Source data:
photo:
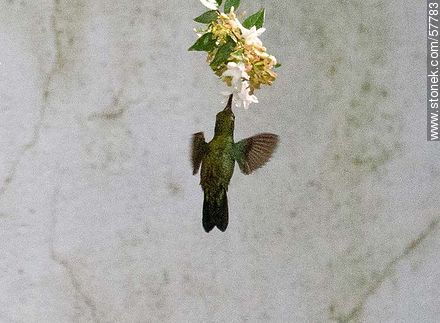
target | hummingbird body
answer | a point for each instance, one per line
(217, 159)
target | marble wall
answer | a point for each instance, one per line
(100, 217)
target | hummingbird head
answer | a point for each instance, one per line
(225, 119)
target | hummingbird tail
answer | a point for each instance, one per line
(215, 212)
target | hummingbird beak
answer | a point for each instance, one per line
(229, 104)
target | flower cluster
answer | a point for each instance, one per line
(235, 52)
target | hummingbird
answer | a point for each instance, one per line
(217, 159)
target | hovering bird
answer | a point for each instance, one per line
(218, 159)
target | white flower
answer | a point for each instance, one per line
(237, 72)
(251, 35)
(242, 97)
(245, 97)
(210, 4)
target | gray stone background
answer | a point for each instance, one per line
(100, 217)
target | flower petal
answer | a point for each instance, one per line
(210, 4)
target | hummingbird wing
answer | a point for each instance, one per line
(198, 150)
(254, 152)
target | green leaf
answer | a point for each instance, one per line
(223, 53)
(207, 17)
(257, 20)
(231, 3)
(205, 43)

Set task:
Transcribe the records word for word and include no pictures.

Complete answer:
photo:
target | hummingbird body
answer | a point for each instance, one per line
(217, 159)
target | marble wall
answer | a point for each instance, one per line
(100, 217)
target | hummingbird head
answer | a point for each instance, one per line
(225, 119)
target | hummingbird tail
answer | a point for each instance, one per line
(215, 212)
target | hummingbird beak
answer | a point for each instance, one per line
(229, 104)
target | flower cluster
answer | a point for each instance, one per line
(235, 52)
target | hummingbird
answer | a point for each instance, one per line
(217, 159)
target | hovering bird
answer | a point for each instance, one per line
(218, 159)
target | white flower
answer | a point for each instance, one per line
(237, 72)
(251, 35)
(242, 97)
(245, 97)
(210, 4)
target | gray stone background
answer | a point for each instance, one per line
(100, 217)
target | flower petal
answer | a point for each instance, one per line
(210, 4)
target | hummingbird wing
answer | a point for each instance, one per line
(198, 150)
(254, 152)
target | green leaf
answer | a point for each instance, one per line
(223, 53)
(207, 17)
(257, 20)
(231, 3)
(205, 43)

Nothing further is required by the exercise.